WHAT THE TASK ASKS> Could you extract every row below that contains the word "shirt"? Case counts, so match capital and lowercase letters precisely.

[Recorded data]
>>>>>
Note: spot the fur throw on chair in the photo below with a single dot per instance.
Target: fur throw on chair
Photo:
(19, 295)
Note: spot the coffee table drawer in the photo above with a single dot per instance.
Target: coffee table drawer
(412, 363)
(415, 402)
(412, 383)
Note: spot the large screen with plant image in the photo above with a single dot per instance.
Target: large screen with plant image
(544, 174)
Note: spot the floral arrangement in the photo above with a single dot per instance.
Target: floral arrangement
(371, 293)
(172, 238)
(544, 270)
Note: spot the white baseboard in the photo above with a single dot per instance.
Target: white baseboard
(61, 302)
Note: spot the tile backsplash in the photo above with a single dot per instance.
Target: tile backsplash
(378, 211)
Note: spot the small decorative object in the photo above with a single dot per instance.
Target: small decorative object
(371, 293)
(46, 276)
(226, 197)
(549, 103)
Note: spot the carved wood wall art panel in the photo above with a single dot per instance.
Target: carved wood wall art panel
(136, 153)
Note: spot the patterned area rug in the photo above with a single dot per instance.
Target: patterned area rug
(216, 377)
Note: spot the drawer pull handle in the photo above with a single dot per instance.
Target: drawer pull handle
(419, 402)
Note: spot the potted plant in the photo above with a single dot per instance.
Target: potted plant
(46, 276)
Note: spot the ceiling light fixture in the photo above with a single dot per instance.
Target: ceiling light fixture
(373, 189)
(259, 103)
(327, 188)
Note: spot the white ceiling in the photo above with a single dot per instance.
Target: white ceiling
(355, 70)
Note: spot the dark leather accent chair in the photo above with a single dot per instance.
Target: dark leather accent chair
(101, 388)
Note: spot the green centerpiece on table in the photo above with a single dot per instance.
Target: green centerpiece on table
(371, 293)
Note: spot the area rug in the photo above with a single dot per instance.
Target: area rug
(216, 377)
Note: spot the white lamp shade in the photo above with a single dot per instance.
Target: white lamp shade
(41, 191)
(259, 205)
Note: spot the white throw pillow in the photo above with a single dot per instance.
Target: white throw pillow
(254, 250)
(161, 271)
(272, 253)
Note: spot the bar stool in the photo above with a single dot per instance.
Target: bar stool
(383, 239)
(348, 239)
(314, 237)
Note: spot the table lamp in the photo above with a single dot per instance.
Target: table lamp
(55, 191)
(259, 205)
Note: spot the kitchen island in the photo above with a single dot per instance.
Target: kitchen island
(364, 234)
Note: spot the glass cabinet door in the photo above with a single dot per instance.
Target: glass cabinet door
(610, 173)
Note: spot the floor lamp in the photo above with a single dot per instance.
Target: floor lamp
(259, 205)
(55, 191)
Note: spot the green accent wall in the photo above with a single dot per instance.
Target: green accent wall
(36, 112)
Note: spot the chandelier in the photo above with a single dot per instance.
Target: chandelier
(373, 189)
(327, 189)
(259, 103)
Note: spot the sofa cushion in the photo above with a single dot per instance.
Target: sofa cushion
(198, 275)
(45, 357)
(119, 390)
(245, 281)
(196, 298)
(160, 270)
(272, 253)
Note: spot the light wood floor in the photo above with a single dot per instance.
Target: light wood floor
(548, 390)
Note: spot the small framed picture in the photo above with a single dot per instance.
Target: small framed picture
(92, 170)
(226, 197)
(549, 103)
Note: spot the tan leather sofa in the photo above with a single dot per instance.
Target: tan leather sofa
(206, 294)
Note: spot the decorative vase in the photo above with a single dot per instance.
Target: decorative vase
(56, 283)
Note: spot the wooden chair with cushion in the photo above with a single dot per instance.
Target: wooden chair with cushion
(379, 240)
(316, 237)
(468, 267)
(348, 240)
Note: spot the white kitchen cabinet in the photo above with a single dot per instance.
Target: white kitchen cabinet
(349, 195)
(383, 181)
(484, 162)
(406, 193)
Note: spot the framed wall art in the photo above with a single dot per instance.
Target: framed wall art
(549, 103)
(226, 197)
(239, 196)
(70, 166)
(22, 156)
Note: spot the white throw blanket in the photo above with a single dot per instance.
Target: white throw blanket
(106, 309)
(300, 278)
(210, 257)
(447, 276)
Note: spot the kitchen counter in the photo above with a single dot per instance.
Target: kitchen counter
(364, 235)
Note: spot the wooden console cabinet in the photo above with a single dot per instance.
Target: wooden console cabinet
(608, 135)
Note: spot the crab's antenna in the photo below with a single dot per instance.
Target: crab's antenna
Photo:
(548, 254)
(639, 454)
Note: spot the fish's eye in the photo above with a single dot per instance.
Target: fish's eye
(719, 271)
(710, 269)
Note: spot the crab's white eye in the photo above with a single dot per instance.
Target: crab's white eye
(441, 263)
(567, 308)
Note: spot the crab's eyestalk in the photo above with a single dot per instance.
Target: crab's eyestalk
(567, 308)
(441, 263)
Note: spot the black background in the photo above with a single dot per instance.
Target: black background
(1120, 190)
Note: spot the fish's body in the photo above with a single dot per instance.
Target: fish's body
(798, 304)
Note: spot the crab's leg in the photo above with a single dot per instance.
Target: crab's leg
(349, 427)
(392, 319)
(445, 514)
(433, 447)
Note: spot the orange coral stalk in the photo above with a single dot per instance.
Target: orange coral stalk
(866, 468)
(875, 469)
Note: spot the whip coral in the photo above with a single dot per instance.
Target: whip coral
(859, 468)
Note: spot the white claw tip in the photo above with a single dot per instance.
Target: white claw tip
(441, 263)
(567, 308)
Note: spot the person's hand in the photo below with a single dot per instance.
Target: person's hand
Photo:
<<<<<
>>>>>
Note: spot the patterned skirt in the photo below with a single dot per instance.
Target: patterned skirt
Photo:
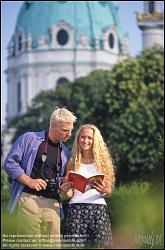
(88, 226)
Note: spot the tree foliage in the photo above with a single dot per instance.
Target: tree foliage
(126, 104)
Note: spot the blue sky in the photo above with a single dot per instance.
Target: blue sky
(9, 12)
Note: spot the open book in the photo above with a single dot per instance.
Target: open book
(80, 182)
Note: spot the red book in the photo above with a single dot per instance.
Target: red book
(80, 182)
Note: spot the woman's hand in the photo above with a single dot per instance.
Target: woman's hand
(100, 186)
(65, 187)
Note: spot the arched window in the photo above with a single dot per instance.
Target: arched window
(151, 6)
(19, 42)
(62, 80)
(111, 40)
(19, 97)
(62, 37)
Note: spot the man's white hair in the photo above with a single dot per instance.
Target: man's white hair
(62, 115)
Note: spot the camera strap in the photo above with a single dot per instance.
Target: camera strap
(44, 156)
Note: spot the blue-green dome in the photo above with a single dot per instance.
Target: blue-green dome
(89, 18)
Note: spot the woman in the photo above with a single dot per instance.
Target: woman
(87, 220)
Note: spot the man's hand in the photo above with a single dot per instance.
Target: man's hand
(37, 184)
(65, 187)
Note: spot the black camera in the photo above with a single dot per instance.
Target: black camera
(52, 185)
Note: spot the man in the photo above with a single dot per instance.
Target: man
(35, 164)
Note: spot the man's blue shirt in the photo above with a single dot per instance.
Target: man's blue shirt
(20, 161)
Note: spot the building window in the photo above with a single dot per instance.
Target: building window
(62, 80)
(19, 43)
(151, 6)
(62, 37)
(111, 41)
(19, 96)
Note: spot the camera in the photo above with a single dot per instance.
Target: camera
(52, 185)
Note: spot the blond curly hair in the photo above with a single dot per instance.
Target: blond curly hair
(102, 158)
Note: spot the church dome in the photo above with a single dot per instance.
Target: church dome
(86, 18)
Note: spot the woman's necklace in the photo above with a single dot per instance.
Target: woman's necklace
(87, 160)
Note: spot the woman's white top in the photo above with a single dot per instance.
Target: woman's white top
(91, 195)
<<<<<
SOLUTION TO THIS PROBLEM>
Note: spot the man's blue shirt in the photo above with a single dot per instance.
Target: man's blue shirt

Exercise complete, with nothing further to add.